PETUNJUK LATIHAN ▸ Ubah ke dalam bahasa Inggris kalimat dari teks tentang pendidikan pembukuan perusahaan bagi buruh ini: "Pendidikan terdiri atas dua sesi, yakni cerita Febri Ian mengenai sosok Wiji Thukul dan pendidikan pembukuan perusahaan itu sendiri."

KUTIPAN TEKS ▸
━━━━

Solidaritas.net mengadakan pendidikan ekonomi-politik yang bertajuk Memahami Pembukuan Perusahaan, hari Minggu lalu (16/11/2014). Dalam kesempatan ini, buruh juga dipertemukan dengan peneliti Wiji Thukul yang juga dosen di salah satu Universitas di Malaysia, Febri Ian.

Pendidikan ini diikuti oleh sekitar 63 buruh yang berasal dari berbagai serikat, seperti PPMI, GSPB dan individu dari SPSI dan FSPMI. Danial Indrakusuma, selaku pengajar, membuka kegiatan ini secara langsung. Pendidikan berkisar mengenai mengapa buruh harus belajar dan mengerti pembukuan perusahaan, serta hal-hal penting apa saja yang didapat setelah buruh mampu memahaminya.

Pendidikan terdiri atas dua sesi, yakni cerita Febri Ian mengenai sosok Wiji Thukul dan pendidikan pembukuan perusahaan itu sendiri.

Febri menceritakan sosok Wiji Thukul sebagai tokoh pergerakan yang mampu memimpin 5.000 buruh Sritex di masa keganasan Orde Baru. Thukul melahirkan berbagai puisi dan syair yang mampu menggetarkan hati bagi yang mendengarkannya.

━━━━

DATA YANG DIBERIKAN ▸
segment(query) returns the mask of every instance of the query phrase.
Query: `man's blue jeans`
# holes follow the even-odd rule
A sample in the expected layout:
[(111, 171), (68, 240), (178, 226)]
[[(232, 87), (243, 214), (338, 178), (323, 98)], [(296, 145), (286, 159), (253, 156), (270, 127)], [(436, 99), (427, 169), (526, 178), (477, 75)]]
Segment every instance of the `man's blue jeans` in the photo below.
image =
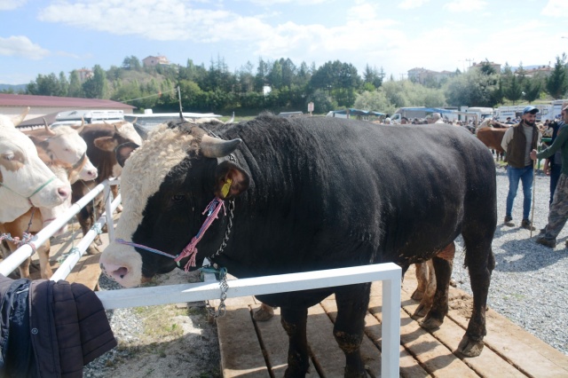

━━━━

JAWABAN TUGAS ▸ The training consisted of two sessions, namely Febri Ian's account of the figure of Wiji Thukul and the company bookkeeping training itself.